When the w/c is increased, it causes a decrease in ft, fc, and WP, whereas, by increasing the temperature, ft, fc, and PV values are increased. In the first curing method, the concrete is cured by submerging it in water. The results show that, for a w/c of 0.298, the values of fc, ft, and PV are 30.75, 2.94, and 4282, respectively. Similarly, for a w/c of 0.398, the values of fc, ft, and PV are 24.45, 2.57, and 4182. Whereas for a w/c of 0.448, the values of fc, ft, and PV are 20.55, 2.29, and 4142. From these values, a decreasing trend in fc, ft, and PV can be observed with the increase in w/c. Similarly, the increase in the values of concrete properties can be observed when the temperature is increased. In the first method, concrete samples were cured by immersing the samples in water at varying temperatures of 23 °C, 30 °C, 43 °C, and 36 °C. After 28 days, tests were carried out, and fc, ft, PV, and WP were determined. The samples with a w/c of 0.298 gave the highest fc compared to other w/c values. At 43 °C, the fc is observed to be 35.85 Mpa, which is the highest among all alternatives. Further, the value of PV is also the highest (4352 m/s at 43 °C) at a w/c of 0.298, showing superior concrete quality. The maximum tensile strength of 3.23 Mpa is observed at 43 °C at the same w/c. WP value of 16mm is obtained at 30 °C. In comparison, the w/c of 0.398 and 0.448 have lower fc, ft, WP, and PV values. This shows that the sample prepared with a w/c of 0.298 at 43 °C gives superior quality concrete in hot climates such as Rawalpindi.

===============

Given exercise A
In the concrete curing passage, what compressive strength (fc) is reported at 43 °C for a w/c of 0.298?
Given exercise B
Please say whether each statement agrees with the concrete curing passage, answering yes or no and quoting the deciding words: (i) Increasing the w/c raises ft. (ii) A WP value of 16mm was obtained at 30 °C. (iii) The highest PV reported at a w/c of 0.298 is 4282 m/s.

Dataset extract
===============

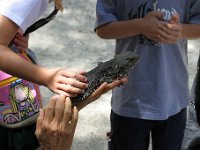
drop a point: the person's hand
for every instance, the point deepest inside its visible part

===============

Output A
35.85 Mpa

Output B
(i) No: "When the w/c is increased, it causes a decrease in ft, fc, and WP"
(ii) Yes: "WP value of 16mm is obtained at 30 °C."
(iii) No: "the value of PV is also the highest (4352 m/s at 43 °C) at a w/c of 0.298"